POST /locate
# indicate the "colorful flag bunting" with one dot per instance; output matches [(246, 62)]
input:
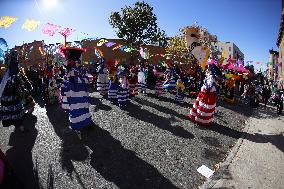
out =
[(7, 21), (50, 29), (101, 42), (110, 44), (66, 32), (30, 25)]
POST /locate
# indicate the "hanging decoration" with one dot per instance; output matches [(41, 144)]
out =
[(110, 44), (82, 36), (30, 25), (7, 21), (66, 32), (117, 47), (50, 29), (101, 42), (98, 53)]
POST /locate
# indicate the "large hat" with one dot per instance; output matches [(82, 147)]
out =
[(72, 53)]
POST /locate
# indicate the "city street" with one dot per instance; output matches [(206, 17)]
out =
[(150, 144)]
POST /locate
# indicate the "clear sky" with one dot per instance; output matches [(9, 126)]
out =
[(251, 24)]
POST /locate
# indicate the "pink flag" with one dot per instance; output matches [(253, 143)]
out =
[(50, 29)]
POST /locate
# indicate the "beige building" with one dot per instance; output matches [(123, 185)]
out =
[(280, 44), (273, 69), (230, 49)]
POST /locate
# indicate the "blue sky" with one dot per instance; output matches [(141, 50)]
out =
[(251, 24)]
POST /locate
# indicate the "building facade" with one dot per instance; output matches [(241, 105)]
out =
[(280, 44), (230, 49), (273, 66)]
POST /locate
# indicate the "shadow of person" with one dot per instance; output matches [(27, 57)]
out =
[(276, 140), (99, 105), (137, 112), (160, 108), (20, 154), (72, 149), (121, 166)]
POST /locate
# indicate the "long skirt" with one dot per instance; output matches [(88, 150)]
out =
[(112, 92), (122, 96), (179, 98), (133, 88), (203, 108), (102, 83), (141, 87), (159, 88), (12, 111)]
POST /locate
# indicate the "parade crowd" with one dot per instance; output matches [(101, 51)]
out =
[(68, 85)]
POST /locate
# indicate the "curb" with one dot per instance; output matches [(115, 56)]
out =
[(217, 176)]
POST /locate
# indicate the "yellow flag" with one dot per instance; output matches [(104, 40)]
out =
[(6, 21), (30, 25)]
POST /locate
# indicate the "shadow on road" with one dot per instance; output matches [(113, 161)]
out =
[(20, 154), (166, 99), (72, 149), (121, 166), (160, 108), (276, 140), (137, 112)]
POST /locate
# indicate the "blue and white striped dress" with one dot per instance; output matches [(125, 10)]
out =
[(123, 92), (102, 81), (170, 85), (141, 82), (112, 90), (78, 100)]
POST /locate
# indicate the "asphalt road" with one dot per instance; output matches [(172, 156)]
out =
[(150, 144)]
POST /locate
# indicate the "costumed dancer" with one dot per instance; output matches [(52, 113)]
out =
[(12, 86), (133, 82), (141, 81), (102, 80), (180, 91), (113, 88), (170, 83), (204, 106), (159, 84), (75, 89), (123, 88), (229, 95)]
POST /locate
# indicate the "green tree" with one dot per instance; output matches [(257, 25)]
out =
[(137, 25)]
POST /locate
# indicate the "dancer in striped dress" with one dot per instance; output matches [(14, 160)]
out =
[(170, 83), (133, 82), (123, 90), (159, 84), (11, 93), (113, 88), (102, 79), (141, 81), (179, 91), (204, 106), (75, 89)]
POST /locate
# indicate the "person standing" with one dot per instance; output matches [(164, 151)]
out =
[(204, 106), (76, 92), (11, 89)]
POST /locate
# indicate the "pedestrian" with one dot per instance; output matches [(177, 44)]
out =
[(11, 89), (204, 106), (113, 88), (133, 82), (141, 81), (179, 98), (76, 92), (102, 79), (123, 89)]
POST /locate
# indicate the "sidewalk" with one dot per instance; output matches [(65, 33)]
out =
[(257, 160)]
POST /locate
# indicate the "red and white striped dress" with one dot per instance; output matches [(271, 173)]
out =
[(204, 106)]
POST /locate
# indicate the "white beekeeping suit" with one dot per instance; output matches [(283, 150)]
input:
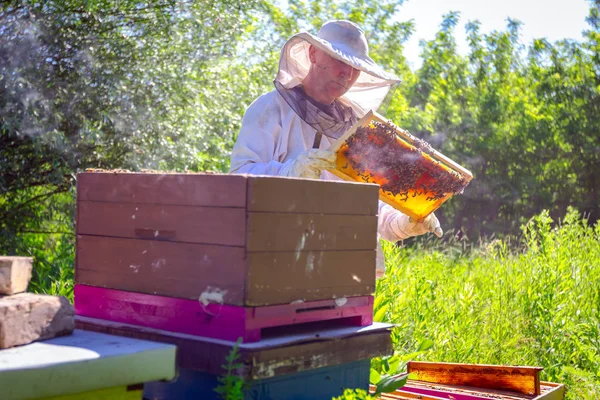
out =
[(283, 133)]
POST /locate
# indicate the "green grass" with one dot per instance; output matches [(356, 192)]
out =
[(535, 304)]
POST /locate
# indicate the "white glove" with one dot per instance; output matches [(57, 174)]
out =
[(405, 227), (310, 164)]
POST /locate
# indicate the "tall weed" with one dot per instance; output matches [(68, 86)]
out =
[(533, 303)]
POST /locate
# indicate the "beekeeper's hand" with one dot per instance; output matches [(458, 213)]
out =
[(405, 226), (310, 164)]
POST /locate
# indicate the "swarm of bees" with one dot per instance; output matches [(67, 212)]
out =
[(377, 154)]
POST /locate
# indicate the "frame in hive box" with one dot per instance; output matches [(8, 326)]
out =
[(230, 239), (413, 177)]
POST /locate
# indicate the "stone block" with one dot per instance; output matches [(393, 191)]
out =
[(28, 317), (15, 273)]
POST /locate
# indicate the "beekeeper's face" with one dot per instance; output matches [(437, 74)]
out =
[(334, 76)]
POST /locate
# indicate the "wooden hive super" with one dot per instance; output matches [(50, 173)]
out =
[(232, 239)]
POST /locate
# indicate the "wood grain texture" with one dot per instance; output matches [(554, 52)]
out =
[(303, 232), (218, 321), (209, 225), (170, 269), (156, 188), (258, 362), (436, 391), (277, 278), (289, 195), (524, 380)]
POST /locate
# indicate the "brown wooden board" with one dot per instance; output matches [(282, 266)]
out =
[(170, 269), (291, 276), (266, 240), (258, 362), (304, 232), (311, 196), (175, 223), (524, 380), (182, 189), (548, 391)]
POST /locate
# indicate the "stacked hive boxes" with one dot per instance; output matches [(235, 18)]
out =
[(201, 260)]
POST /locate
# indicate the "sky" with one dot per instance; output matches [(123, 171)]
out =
[(552, 19)]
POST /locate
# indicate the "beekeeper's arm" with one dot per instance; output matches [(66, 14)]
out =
[(394, 225), (255, 151)]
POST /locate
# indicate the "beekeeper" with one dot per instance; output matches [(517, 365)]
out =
[(325, 83)]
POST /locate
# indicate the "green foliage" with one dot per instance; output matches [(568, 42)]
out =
[(536, 303), (231, 386)]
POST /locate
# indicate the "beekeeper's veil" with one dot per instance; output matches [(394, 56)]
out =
[(345, 41)]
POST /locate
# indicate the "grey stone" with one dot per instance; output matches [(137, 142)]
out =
[(28, 317), (15, 273)]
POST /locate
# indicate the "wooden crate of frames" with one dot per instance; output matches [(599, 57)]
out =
[(230, 239)]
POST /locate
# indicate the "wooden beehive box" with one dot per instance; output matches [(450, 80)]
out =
[(231, 239), (455, 381)]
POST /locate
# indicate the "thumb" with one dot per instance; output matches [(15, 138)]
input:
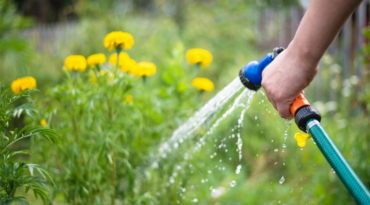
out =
[(284, 110)]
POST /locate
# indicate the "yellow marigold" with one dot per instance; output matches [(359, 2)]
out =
[(122, 58), (110, 75), (22, 84), (143, 69), (93, 79), (129, 98), (43, 122), (96, 59), (199, 55), (118, 39), (128, 65), (75, 62), (203, 84)]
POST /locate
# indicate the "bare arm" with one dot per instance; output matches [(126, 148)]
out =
[(295, 68)]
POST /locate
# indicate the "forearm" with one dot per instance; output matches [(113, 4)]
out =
[(321, 23)]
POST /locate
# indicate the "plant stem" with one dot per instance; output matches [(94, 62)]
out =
[(113, 165), (113, 177), (75, 128)]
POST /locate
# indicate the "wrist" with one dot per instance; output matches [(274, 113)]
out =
[(304, 54)]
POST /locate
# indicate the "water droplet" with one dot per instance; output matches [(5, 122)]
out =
[(232, 183), (282, 180)]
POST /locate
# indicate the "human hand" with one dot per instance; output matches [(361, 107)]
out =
[(286, 77)]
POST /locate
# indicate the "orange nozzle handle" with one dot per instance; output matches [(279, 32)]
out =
[(299, 102)]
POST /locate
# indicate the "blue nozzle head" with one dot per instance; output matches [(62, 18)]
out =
[(251, 74)]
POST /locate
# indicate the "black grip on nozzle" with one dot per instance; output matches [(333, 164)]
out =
[(246, 82), (304, 114)]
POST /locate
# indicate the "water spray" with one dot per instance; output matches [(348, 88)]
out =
[(308, 120)]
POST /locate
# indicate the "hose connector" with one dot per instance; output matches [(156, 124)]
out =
[(302, 111)]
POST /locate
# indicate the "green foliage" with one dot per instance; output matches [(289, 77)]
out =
[(10, 22), (14, 175)]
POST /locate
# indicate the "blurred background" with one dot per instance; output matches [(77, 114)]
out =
[(37, 35)]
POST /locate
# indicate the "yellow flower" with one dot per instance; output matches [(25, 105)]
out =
[(75, 62), (43, 122), (128, 65), (143, 69), (22, 84), (199, 55), (118, 39), (96, 59), (203, 84), (122, 58), (110, 75), (93, 79), (129, 99)]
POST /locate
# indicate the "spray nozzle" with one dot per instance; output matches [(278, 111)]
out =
[(251, 77), (251, 74)]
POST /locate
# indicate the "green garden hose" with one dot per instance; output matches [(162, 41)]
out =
[(339, 164)]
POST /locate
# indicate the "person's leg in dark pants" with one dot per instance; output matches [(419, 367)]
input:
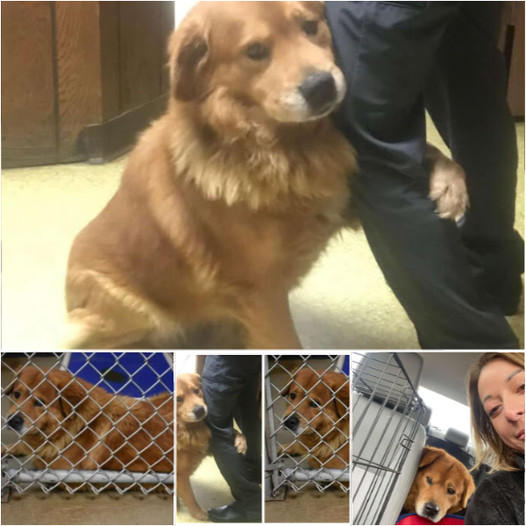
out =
[(226, 393), (466, 97), (386, 51)]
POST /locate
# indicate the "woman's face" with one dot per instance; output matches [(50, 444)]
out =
[(501, 392)]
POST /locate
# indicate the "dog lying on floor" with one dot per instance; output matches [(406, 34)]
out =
[(230, 197), (318, 415), (442, 485), (193, 438), (67, 423)]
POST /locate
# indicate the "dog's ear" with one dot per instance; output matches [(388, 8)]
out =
[(339, 383), (189, 54), (469, 489), (429, 455)]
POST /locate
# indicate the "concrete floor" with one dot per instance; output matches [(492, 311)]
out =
[(343, 304), (58, 507), (210, 489), (35, 508)]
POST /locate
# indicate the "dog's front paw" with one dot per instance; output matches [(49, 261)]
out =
[(240, 442), (447, 187)]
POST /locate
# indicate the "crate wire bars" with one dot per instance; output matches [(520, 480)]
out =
[(18, 474), (388, 436), (282, 469)]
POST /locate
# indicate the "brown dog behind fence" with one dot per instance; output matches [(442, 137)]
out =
[(67, 423)]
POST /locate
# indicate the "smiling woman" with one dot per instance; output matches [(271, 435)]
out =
[(496, 397)]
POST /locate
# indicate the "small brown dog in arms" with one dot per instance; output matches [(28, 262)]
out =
[(318, 415), (67, 423), (442, 485), (230, 197)]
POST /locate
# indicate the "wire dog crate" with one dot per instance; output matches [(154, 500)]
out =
[(286, 470), (388, 433), (136, 375)]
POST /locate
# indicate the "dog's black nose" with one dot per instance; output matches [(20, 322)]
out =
[(319, 90), (292, 422), (199, 411), (431, 509), (16, 422)]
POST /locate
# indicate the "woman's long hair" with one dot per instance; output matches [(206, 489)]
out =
[(488, 444)]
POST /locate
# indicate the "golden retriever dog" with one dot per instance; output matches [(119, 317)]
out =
[(318, 414), (68, 423), (442, 485), (193, 438), (229, 198)]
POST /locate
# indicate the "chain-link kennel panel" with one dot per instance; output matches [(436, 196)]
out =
[(307, 425), (87, 421), (388, 433)]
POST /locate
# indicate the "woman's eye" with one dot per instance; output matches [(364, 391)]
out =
[(310, 27), (257, 51), (494, 411)]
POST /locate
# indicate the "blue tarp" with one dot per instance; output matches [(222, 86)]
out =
[(137, 374)]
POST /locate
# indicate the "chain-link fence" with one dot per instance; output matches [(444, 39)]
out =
[(307, 426), (388, 433), (87, 421)]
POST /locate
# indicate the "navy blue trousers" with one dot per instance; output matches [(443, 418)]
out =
[(399, 59), (230, 388)]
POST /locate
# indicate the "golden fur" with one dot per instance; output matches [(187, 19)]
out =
[(229, 198), (193, 437), (441, 481), (323, 417), (66, 428)]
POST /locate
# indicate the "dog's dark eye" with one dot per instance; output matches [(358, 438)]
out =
[(257, 51), (310, 27)]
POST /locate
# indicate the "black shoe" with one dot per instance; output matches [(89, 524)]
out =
[(229, 513)]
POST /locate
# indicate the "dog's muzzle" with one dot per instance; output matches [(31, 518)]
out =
[(319, 91), (16, 422), (430, 510), (292, 423)]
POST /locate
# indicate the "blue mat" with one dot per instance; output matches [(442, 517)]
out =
[(126, 373)]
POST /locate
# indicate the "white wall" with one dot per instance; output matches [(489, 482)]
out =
[(181, 8)]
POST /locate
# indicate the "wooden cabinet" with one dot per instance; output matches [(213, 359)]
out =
[(80, 79), (512, 43)]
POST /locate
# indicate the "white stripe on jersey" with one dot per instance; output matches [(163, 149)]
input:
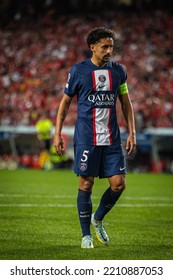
◆ ◆ ◆ ◆ ◆
§ Tarefa proposta
Reproduza sem alterações a parte dos registros que começa no início e termina na linha que contém "88), (12, 111)]", incluindo essa linha. Não inclua as imagens na resposta.

§ Resultado
POST /locate
# indicate the "colorful flag bunting" with one dot per instance; output matches [(246, 62)]
input:
out =
[(7, 21), (50, 29), (101, 42), (110, 44), (66, 32), (30, 25)]
POST /locate
# indicate the "hanging decoration" with one dot per instance; output matches [(41, 144)]
out =
[(110, 44), (82, 36), (30, 25), (7, 21), (66, 32), (117, 47), (50, 29), (101, 42), (98, 53)]
POST /locate
# indicate the "large hat" with one dot per instance; output matches [(82, 147)]
out =
[(72, 53)]
POST /locate
# indicate the "city street" with one dot per instance; output matches [(206, 17)]
out =
[(150, 144)]
POST /locate
# indicate the "clear sky" with one dot per instance; output matches [(9, 126)]
out =
[(251, 24)]
POST /locate
# indicate the "pink flag" with one dot per instance; output matches [(253, 143)]
out =
[(50, 29)]
POST /locate
# indicate the "beige building" with one dot per instance; output matches [(123, 185)]
out =
[(280, 44), (273, 69), (230, 49)]
POST /locate
# indicate the "blue sky" with one dot per instance; output matches [(141, 50)]
out =
[(251, 24)]
POST /locate
# indicate the "building facade" with one dot per instance; output matches [(241, 105)]
out =
[(280, 44), (230, 49), (273, 66)]
POST /locate
# indicate the "shadow of person" with one dot per instance; output matches [(27, 57)]
out =
[(276, 140), (99, 105), (137, 112), (160, 108), (20, 154), (72, 149), (121, 166)]
POST /locate
# indicate the "long skirt" with one dot per instance; output matches [(88, 150)]
out =
[(112, 92), (122, 96), (179, 98), (133, 88), (203, 108), (102, 83), (141, 87), (159, 88), (12, 111)]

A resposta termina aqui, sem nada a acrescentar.